● **Source text**:
###

We conducted an APC analysis for IBD and predicted the number of new cases and deaths from IBD from 2019 to 2050. The shaded area represents the baseline reference values based on assuming a stable incidence rate observed in 2019, with an annual decrease of 1% (optimistic reference, lower bound) or an annual increase of 1% (pessimistic reference, upper bound).

The predicted number of new cases and deaths from IBD between 2019 and 2050 is lower than the reference values. However, the slope of the predicted incidence curve for new cases is almost parallel to the slope of the observed incidence curve based on 2019 data. This suggests that the age-standardized incidence rate of the population may remain relatively similar to the rate observed in 2019 over the next 30 years (Fig. 5A).

Fig. 5
figure 5

Predictions for inflammatory bowel disease in next 30 years. Trends in observed (“” lines) and predicted (“+” lines) Inflammatory bowel disease in number of incidence cases (A) and deaths (B). Scalloped gray shading (“{” lines) indicates if the rate remained stable (baseline reference), decreased by 1% per year (optimistic reference, lower limit), and increased by 1% per year (pessimistic reference, upper limit) based on the observed rate in 2019(“” lines)

On the other hand, the slope of the predicted mortality curve is smaller than the slope of the mortality curve based on 2019 data. Therefore, the age-standardized mortality rate from IBD may continue to decline from 2020 to 2050 (Fig. 5B).

These predictions indicate that although the number of new cases and deaths from IBD is expected to be lower than the reference values, the age-standardized incidence rate may remain relatively stable, while the age-standardized mortality rate is likely to continue decreasing. It’s important to consider these predictions in the context of other factors that may influence the trends in IBD incidence and mortality, such as advancements in treatments and changes in risk factors over time.

Discussion

In this study, we conducted a comprehensive analysis of the burden of IBD from 1990 to 2019 at the age and sex, global, regional, and national levels. From 1990 to 2019, the age-standardized incidence rate, age-standardized mortality rate, and age-standardized DALYs rate for IBD have all declined possibly due to effective implementation of global public prevention measures [14, 15]. However, due to the continuous growth of the population, the number of incidence, deaths, and DALYs has still increased each year.

###

● **Tasks for this exercise**:
1. In the text on IBD predictions, what annual change in rate defines the pessimistic reference?
2. Reproduce word for word the part of the text on IBD predictions that begins at the words "These predictions indicate" and ends after the words "factors over time.".
The material that comes after this text is unrelated to the work here.

● **Collected data**:
###

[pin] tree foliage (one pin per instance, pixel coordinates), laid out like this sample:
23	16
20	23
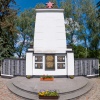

###

● **Written answers**:
1. An annual increase of 1%.

2.
These predictions indicate that although the number of new cases and deaths from IBD is expected to be lower than the reference values, the age-standardized incidence rate may remain relatively stable, while the age-standardized mortality rate is likely to continue decreasing. It’s important to consider these predictions in the context of other factors that may influence the trends in IBD incidence and mortality, such as advancements in treatments and changes in risk factors over time.